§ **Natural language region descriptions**

....................

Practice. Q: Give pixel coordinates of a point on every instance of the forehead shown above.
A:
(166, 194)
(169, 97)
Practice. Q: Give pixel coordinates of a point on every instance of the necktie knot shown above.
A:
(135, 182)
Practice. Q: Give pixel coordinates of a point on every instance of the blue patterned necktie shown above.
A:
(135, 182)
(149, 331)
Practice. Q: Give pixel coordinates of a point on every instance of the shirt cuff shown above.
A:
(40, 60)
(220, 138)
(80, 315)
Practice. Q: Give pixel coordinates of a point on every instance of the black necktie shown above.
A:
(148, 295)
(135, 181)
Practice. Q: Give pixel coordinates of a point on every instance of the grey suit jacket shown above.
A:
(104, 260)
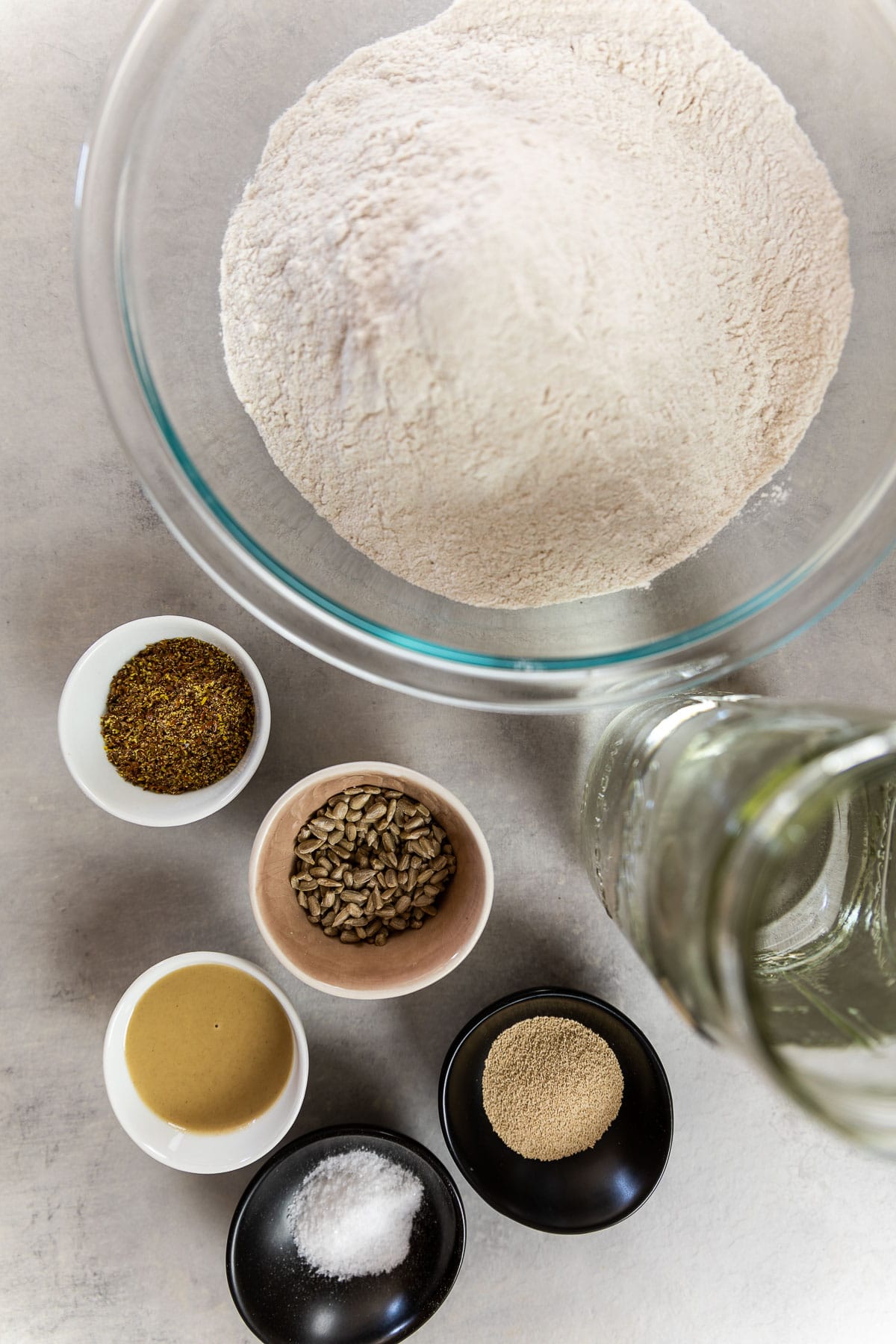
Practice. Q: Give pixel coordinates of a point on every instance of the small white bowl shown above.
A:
(195, 1152)
(84, 702)
(408, 962)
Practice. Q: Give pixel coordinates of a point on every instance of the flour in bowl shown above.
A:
(528, 302)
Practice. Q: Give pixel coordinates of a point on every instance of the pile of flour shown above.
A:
(528, 302)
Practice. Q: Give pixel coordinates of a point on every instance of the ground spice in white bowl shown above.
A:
(551, 1088)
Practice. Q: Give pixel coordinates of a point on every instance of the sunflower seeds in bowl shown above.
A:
(371, 863)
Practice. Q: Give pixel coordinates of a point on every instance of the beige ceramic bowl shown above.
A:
(354, 971)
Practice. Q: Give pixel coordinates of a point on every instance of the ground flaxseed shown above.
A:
(551, 1088)
(179, 717)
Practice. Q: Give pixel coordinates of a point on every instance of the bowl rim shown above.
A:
(532, 996)
(411, 777)
(184, 808)
(346, 638)
(124, 1009)
(361, 1132)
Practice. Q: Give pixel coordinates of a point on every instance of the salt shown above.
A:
(354, 1214)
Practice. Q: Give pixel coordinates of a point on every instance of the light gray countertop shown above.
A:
(763, 1229)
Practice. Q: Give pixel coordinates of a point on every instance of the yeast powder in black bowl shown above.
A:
(590, 1189)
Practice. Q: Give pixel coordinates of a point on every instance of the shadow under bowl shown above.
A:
(282, 1300)
(585, 1192)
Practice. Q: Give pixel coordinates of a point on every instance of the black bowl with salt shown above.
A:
(284, 1300)
(590, 1189)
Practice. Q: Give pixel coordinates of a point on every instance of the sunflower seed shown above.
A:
(370, 862)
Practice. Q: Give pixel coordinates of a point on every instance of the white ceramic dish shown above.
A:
(84, 700)
(408, 961)
(193, 1152)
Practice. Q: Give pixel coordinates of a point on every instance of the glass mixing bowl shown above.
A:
(181, 127)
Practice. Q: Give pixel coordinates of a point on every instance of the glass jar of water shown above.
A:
(746, 848)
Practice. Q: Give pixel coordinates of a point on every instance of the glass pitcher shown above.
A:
(746, 848)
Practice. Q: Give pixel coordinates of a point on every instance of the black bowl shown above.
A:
(285, 1301)
(579, 1194)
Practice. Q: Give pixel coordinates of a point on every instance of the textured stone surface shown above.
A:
(763, 1228)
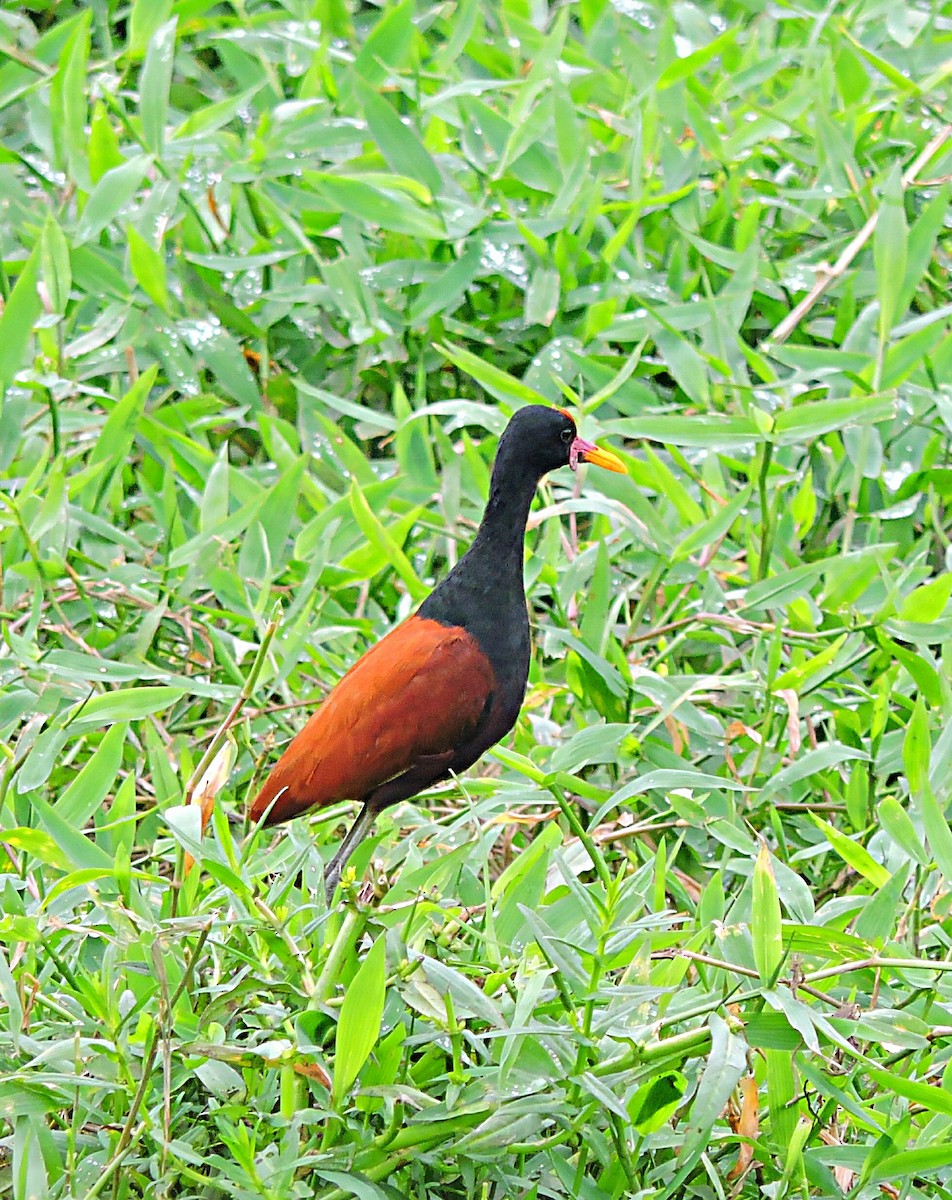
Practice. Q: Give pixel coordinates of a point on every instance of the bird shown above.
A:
(430, 697)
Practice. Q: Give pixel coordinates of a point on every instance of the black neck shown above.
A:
(501, 538)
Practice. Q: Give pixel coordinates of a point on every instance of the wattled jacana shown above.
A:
(437, 691)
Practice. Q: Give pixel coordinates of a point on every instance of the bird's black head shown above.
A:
(540, 439)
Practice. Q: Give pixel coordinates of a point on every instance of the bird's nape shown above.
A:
(436, 693)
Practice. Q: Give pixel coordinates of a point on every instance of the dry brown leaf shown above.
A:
(792, 719)
(746, 1125)
(208, 787)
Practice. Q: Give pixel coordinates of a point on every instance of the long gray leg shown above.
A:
(355, 834)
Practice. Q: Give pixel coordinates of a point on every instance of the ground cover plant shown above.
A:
(274, 275)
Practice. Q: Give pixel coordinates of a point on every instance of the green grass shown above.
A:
(274, 276)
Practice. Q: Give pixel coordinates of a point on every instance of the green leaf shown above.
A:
(154, 84)
(125, 705)
(765, 919)
(87, 792)
(388, 43)
(399, 143)
(360, 1019)
(928, 601)
(18, 319)
(852, 853)
(149, 268)
(917, 749)
(377, 534)
(113, 192)
(496, 382)
(890, 250)
(58, 274)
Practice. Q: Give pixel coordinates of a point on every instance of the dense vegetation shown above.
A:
(274, 275)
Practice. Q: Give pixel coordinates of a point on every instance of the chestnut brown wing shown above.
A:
(419, 693)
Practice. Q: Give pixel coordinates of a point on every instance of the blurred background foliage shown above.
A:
(274, 276)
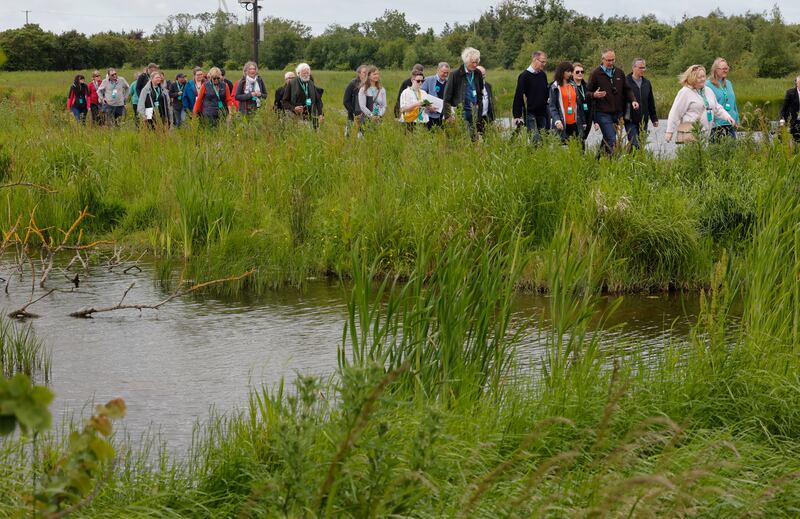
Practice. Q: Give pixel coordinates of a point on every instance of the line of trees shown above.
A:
(760, 43)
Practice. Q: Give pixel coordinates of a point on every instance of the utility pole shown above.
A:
(256, 32)
(252, 5)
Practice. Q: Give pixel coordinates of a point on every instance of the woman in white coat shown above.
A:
(694, 102)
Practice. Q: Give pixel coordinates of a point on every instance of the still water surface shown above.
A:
(175, 365)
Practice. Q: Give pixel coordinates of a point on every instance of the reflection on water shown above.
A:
(172, 366)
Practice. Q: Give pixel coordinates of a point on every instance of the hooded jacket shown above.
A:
(247, 103)
(148, 99)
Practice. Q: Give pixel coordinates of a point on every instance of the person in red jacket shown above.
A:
(78, 100)
(214, 98)
(94, 99)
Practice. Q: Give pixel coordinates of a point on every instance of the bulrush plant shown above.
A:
(22, 352)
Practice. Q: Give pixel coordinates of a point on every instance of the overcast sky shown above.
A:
(90, 16)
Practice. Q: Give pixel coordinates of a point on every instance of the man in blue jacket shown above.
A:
(192, 89)
(434, 85)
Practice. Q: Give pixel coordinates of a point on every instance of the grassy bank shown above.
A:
(52, 87)
(433, 413)
(292, 203)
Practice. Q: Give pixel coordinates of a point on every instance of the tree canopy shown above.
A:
(506, 35)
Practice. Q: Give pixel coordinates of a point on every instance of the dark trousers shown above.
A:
(536, 124)
(570, 130)
(434, 123)
(80, 115)
(96, 115)
(113, 114)
(633, 131)
(720, 133)
(608, 127)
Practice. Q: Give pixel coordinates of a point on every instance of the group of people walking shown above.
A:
(574, 102)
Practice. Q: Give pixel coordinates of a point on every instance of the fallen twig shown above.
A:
(46, 189)
(88, 312)
(22, 313)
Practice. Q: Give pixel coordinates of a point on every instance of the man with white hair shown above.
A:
(464, 88)
(302, 98)
(287, 78)
(791, 108)
(531, 96)
(435, 85)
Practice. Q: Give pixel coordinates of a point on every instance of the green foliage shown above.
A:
(74, 476)
(22, 352)
(773, 49)
(23, 404)
(505, 34)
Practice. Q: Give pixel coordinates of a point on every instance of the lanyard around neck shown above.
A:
(702, 94)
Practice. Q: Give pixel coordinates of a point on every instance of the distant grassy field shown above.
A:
(758, 93)
(433, 411)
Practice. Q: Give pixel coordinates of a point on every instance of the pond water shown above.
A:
(174, 365)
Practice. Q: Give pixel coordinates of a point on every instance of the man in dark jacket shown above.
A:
(144, 77)
(176, 98)
(350, 99)
(417, 68)
(790, 109)
(302, 98)
(487, 115)
(636, 120)
(465, 88)
(287, 78)
(531, 96)
(611, 92)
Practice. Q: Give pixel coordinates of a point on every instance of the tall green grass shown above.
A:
(433, 413)
(293, 203)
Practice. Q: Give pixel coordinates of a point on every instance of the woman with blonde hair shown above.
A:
(371, 98)
(214, 98)
(154, 104)
(250, 90)
(412, 101)
(723, 91)
(694, 103)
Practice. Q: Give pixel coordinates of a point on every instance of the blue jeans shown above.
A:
(607, 122)
(536, 124)
(469, 120)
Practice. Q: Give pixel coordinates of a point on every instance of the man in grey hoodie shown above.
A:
(112, 93)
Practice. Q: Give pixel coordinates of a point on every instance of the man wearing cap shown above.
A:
(112, 93)
(144, 77)
(176, 96)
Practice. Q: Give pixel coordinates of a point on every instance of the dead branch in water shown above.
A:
(22, 313)
(46, 189)
(88, 312)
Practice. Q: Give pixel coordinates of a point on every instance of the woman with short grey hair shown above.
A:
(250, 90)
(302, 98)
(154, 102)
(695, 103)
(464, 88)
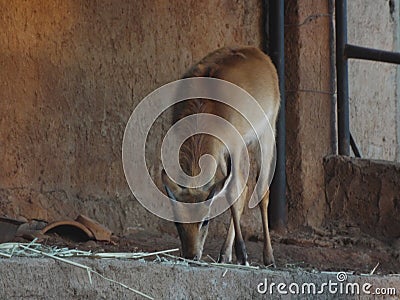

....................

§ **Work instruction**
Each line of the data that holds "grassy" should be reported.

§ **Result of the exercise**
Practice. Q: Give pixel coordinates of a point on every instance of the grassy bank shown above.
Practice. Q: Give pixel coordinates of a point on every instance of the distant grassy field shown above.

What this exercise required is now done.